THANK YOU!! ! I'm so happy there are other people out there who have the same concerns! This is one of my main worries right now and I want to make sure I am getting honest feedback at least at the beginning of this journey as to what I might be too persistent or off-putting on so that I can learn to tone down what I say in terms of my support of the neurodiversity perspective.

I completely stopped voicing any of my opinions at this point, but I'm mostly in research now and all of the client work I do is one-on-one. It can be emotionally difficult to "dissociate" from my perspectives like that, though, especially when I'm sitting there, having not disclosed my relationship to the spectrum or my connection to the autistic community, and hearing people talking about ASD and/or Autism Speaks as though I'm not in the room. I have been lapsing into some emotional episodes because of that recently, but I think I'm finally learning how to cope with them and how to accept this current state of my reality.

I don't want to voice any of my opinions right now because I'm just mostly an undergraduate slave, I don't have much prestige and influence, as none of us undergrads really do nowadays. I don't want people to think as though I am trying to infiltrate the system. I try to only share my perspectives in presumably safe spaces as a way of clearing my mind and re-stabilizing myself. However, as I am advancing in the field, I am finding that the amount of these safe sharing spaces is decreasing. This is the case since there is still potential for this disclosure to work against me at times when the therapeutic relationship becomes broken (once this happened because of a conflict of interest) or when something I said in general gets associated with my name by accident or oversight.

This is such a difficult situation to be in and if anyone else has any advice, it would be greatly appreciated. The reason why I'm going into the field is because I strongly enjoy being around people on the spectrum and want to make it my career, I can see things from an autistic perspective while being able to communicate that perspective to others, and I enjoy teaching people and seeing them progress toward their goals. I believe that ABA (which is what I'm going into) can be done in a manner that is respectful of the individual's needs and ways of processing his/her environment.

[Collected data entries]
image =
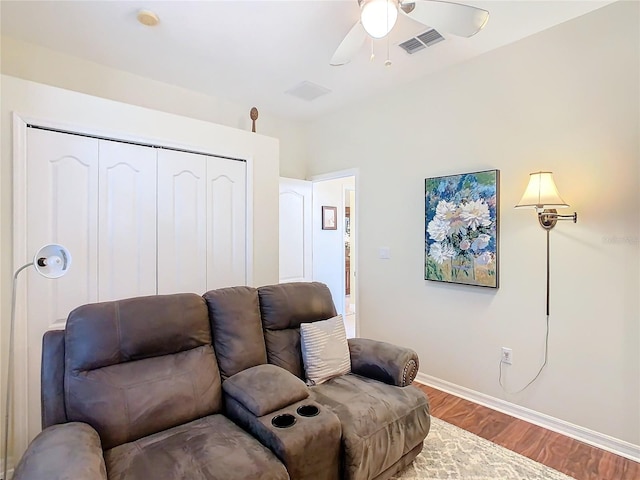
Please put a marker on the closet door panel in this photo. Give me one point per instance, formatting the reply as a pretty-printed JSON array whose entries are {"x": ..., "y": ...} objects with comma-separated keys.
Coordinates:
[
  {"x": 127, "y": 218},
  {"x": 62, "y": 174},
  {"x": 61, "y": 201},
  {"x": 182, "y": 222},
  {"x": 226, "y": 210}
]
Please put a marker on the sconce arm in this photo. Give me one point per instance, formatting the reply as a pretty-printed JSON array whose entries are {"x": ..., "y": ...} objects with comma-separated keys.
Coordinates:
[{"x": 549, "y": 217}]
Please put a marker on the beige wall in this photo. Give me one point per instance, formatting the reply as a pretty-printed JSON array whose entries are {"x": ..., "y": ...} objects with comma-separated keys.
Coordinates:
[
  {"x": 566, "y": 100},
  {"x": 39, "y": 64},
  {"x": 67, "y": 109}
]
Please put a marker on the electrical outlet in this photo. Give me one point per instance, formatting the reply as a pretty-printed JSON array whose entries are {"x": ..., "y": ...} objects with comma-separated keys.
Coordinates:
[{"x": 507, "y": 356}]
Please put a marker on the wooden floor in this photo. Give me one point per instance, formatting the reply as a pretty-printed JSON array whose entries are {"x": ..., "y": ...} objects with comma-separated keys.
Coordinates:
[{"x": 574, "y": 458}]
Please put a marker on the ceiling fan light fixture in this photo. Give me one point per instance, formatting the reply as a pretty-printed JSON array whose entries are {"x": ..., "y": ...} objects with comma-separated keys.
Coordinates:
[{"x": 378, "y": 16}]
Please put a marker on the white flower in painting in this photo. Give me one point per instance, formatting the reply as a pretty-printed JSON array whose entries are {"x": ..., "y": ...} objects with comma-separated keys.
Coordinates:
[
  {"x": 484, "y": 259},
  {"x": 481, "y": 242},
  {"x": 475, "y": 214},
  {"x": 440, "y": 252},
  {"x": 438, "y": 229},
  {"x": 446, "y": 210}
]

---

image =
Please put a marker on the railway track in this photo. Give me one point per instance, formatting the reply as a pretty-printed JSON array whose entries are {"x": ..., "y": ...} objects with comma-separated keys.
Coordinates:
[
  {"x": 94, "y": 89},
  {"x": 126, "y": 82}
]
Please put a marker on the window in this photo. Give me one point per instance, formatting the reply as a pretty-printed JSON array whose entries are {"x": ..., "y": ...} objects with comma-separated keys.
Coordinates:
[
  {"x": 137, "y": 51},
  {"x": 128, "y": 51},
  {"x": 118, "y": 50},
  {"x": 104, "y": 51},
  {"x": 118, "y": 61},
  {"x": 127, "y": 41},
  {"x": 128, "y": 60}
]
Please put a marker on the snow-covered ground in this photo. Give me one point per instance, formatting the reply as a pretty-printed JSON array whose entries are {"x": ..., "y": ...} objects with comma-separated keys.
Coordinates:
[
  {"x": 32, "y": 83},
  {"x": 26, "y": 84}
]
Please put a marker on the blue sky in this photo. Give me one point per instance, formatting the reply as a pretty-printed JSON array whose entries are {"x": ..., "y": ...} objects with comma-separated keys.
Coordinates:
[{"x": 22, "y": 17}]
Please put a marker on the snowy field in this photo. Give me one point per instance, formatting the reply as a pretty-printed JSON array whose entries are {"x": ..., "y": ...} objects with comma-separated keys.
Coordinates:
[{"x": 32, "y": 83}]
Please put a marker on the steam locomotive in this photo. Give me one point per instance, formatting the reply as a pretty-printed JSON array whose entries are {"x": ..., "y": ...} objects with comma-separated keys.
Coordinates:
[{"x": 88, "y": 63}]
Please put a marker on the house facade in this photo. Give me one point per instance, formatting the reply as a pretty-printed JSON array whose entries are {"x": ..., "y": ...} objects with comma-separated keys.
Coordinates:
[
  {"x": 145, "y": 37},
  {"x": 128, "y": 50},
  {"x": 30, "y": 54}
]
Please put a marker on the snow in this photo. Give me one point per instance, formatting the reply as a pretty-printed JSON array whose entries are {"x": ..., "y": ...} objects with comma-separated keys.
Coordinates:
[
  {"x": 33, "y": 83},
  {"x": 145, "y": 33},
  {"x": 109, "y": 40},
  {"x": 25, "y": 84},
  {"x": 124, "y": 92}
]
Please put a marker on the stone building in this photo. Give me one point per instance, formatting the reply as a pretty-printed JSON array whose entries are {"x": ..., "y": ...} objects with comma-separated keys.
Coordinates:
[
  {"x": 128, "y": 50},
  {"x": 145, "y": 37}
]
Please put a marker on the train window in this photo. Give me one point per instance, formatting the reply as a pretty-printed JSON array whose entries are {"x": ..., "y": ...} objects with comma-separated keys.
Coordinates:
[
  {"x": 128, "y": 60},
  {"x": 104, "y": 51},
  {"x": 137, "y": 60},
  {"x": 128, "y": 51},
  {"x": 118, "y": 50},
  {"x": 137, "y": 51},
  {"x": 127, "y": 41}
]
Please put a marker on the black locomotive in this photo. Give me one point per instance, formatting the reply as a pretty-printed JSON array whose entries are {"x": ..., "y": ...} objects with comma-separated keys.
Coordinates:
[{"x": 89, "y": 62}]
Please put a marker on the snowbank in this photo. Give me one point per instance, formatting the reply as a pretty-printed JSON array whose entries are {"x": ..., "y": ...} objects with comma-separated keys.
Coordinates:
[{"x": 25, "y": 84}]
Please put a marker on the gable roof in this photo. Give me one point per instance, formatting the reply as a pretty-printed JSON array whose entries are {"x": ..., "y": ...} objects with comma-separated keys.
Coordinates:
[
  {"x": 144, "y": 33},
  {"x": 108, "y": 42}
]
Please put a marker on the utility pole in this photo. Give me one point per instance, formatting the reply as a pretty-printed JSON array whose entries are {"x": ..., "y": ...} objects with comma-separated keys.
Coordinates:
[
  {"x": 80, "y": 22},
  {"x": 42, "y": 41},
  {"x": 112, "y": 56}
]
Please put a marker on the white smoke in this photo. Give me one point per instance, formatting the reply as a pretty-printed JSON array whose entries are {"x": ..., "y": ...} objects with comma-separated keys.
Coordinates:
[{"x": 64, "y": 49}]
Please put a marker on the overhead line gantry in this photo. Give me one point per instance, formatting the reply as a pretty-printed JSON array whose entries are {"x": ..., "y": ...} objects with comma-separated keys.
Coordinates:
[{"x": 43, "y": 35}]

▶ WORK TASK A
Rewrite the part of the post about neurodiversity and ABA that opens with the words "I completely stopped" and closes with "of my reality.", changing "research" to "clinical practice".
▶ WORK TASK B
List each reason the writer of the post about neurodiversity and ABA gives for going into the field.

▶ YOUR SOLUTION A
I completely stopped voicing any of my opinions at this point, but I'm mostly in clinical practice now and all of the client work I do is one-on-one. It can be emotionally difficult to "dissociate" from my perspectives like that, though, especially when I'm sitting there, having not disclosed my relationship to the spectrum or my connection to the autistic community, and hearing people talking about ASD and/or Autism Speaks as though I'm not in the room. I have been lapsing into some emotional episodes because of that recently, but I think I'm finally learning how to cope with them and how to accept this current state of my reality.

▶ YOUR SOLUTION B
- The writer strongly enjoys being around people on the spectrum and wants to make it a career.
- The writer can see things from an autistic perspective while being able to communicate that perspective to others.
- The writer enjoys teaching people and seeing them progress toward their goals.